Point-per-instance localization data
........
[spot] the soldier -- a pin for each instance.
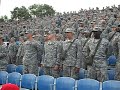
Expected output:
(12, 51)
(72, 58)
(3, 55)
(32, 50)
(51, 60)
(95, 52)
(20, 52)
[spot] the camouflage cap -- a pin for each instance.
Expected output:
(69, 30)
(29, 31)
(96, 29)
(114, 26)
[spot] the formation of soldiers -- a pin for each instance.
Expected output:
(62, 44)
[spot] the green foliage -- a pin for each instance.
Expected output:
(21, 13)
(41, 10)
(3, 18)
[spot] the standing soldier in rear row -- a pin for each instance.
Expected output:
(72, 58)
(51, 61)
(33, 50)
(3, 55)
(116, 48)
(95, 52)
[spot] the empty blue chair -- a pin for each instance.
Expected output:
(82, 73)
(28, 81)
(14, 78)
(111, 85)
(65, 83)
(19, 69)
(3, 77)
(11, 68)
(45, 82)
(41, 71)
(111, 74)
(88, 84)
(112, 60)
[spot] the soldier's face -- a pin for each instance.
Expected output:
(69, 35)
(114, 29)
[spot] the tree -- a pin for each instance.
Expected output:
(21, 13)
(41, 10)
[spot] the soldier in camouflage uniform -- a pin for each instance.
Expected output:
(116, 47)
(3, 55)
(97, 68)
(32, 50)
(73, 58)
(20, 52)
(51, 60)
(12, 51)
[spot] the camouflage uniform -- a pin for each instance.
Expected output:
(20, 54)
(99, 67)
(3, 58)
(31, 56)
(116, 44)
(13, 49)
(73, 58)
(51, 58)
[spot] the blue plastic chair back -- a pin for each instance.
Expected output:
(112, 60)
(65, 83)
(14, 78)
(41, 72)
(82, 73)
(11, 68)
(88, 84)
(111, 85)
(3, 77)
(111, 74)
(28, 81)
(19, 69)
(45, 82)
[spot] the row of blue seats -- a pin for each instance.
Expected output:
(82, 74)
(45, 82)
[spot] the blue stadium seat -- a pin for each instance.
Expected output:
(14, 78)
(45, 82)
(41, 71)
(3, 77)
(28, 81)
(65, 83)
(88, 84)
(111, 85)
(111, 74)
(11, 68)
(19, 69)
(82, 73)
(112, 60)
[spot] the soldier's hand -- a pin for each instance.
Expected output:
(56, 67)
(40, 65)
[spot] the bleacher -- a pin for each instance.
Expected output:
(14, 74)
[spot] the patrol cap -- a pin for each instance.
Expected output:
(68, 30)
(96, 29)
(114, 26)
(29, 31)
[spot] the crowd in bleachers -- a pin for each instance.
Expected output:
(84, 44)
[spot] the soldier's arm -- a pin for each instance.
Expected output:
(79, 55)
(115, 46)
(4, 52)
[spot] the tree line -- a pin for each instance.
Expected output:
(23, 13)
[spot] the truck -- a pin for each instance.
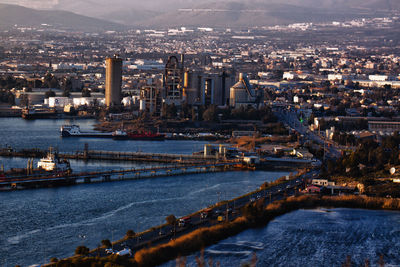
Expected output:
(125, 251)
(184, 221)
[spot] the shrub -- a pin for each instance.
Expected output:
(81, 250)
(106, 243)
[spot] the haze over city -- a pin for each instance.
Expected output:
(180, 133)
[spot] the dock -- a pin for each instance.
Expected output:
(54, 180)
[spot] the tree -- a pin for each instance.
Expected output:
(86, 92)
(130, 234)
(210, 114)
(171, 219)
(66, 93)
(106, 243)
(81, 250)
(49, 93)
........
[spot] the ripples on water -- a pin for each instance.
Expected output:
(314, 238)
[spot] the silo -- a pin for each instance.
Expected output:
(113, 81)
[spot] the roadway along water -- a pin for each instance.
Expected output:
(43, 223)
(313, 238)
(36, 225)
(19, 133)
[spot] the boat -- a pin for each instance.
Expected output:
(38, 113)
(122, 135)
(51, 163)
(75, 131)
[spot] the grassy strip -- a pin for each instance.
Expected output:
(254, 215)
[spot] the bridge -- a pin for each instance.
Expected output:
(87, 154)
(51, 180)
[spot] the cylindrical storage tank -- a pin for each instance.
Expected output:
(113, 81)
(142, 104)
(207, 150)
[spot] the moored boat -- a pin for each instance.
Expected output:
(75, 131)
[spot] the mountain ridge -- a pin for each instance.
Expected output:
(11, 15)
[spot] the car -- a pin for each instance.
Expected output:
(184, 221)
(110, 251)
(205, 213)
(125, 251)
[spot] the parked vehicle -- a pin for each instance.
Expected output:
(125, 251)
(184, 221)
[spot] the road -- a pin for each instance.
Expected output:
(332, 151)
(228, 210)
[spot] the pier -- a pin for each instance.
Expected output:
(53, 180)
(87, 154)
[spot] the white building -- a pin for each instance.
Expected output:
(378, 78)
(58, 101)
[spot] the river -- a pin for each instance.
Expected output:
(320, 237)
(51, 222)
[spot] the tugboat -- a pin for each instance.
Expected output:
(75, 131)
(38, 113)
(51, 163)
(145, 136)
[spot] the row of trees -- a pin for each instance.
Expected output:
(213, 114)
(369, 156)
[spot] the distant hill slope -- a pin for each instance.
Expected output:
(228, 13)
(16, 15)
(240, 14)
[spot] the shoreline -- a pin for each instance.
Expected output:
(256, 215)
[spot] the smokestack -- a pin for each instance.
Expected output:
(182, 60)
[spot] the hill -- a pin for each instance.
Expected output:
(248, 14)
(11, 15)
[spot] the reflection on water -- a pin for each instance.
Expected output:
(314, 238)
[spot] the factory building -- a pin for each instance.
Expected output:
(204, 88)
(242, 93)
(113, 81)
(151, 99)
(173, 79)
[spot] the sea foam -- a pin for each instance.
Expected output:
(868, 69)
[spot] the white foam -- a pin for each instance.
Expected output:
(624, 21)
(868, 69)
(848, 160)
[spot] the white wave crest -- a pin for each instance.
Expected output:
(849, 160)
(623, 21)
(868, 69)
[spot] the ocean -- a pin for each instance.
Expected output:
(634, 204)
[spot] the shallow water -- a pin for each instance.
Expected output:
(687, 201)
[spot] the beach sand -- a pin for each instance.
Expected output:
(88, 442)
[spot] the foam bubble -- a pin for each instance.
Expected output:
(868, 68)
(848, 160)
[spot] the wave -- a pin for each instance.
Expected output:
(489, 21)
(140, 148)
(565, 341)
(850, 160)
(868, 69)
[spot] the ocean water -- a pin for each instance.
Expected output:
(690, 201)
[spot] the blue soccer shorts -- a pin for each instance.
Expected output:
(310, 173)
........
TRY IT: Whenever a line of the entries contains "blue", it counts toward the total; state that total alone.

RESPONSE TO THE EXERCISE: 5